EXERCISE DETAILS —
In the listing below, put the lines from the one containing "Ground dark jacket" up to and including the one containing "251, 245, 280, 263" into a Markdown table with the columns Row and Text. Give each line its own row with a running number, and leave out any blank lines.

▼▼▼

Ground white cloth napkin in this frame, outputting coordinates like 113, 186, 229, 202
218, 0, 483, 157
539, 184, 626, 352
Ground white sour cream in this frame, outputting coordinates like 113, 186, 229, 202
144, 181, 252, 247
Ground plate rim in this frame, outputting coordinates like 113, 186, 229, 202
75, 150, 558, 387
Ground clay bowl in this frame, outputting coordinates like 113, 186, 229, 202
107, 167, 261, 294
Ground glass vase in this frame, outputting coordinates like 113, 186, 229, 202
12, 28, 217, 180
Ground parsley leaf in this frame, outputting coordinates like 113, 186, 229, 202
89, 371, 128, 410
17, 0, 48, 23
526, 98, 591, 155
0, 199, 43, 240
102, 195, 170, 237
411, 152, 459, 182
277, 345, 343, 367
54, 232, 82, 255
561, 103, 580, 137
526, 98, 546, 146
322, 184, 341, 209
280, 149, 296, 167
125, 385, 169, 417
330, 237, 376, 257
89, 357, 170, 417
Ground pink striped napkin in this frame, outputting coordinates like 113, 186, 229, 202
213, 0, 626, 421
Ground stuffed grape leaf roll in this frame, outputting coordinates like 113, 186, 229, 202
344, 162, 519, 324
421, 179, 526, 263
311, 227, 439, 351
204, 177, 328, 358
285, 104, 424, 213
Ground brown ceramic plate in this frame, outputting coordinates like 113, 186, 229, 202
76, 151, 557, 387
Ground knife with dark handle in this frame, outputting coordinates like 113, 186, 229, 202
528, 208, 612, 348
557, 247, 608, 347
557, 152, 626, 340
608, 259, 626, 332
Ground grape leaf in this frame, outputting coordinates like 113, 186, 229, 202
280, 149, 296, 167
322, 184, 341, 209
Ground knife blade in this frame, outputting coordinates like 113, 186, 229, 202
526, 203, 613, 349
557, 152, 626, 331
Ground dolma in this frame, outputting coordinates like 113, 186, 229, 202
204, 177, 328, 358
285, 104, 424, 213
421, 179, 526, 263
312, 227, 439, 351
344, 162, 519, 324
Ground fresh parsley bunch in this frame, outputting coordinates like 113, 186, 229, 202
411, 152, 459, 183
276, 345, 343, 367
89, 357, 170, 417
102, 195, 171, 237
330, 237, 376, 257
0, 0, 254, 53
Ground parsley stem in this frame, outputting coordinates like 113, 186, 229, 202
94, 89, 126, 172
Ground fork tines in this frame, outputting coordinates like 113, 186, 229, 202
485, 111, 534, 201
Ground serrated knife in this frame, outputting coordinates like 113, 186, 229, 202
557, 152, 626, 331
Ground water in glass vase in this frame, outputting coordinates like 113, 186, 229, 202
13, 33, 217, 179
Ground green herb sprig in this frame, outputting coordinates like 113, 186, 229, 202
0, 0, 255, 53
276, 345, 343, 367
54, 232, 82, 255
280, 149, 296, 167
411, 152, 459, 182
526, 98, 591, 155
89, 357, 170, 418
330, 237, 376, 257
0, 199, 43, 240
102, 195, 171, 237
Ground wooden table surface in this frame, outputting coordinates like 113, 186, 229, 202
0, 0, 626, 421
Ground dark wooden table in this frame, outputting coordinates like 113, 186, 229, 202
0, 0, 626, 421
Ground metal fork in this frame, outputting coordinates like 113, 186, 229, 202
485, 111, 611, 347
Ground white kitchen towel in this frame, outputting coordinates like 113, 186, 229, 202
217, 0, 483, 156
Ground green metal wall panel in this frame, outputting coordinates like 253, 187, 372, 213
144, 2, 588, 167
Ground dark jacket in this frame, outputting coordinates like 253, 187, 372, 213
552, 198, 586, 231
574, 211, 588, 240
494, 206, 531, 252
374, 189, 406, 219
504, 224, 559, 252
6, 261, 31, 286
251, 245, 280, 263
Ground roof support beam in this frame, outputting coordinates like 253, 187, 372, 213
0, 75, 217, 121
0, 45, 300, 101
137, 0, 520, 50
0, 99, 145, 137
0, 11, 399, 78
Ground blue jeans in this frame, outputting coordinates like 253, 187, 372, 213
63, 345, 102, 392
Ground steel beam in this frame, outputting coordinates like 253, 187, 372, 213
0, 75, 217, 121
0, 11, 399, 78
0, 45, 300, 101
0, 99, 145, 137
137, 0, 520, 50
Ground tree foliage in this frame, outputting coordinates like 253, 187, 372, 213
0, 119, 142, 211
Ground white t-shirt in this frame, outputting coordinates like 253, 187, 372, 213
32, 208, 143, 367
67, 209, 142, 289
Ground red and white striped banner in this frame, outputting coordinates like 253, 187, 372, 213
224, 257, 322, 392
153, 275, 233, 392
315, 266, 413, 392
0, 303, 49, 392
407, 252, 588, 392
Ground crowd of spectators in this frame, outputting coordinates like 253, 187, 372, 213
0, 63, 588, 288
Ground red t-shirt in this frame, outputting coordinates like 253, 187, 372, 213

▲▲▲

CORRECT RESULT —
| Row | Text |
|---|---|
| 1 | Ground dark jacket in this frame, outputting coordinates like 253, 187, 372, 213 |
| 2 | 552, 198, 586, 231 |
| 3 | 574, 211, 588, 240 |
| 4 | 494, 206, 531, 252 |
| 5 | 374, 189, 406, 219 |
| 6 | 504, 224, 559, 252 |
| 7 | 6, 261, 31, 286 |
| 8 | 251, 245, 280, 263 |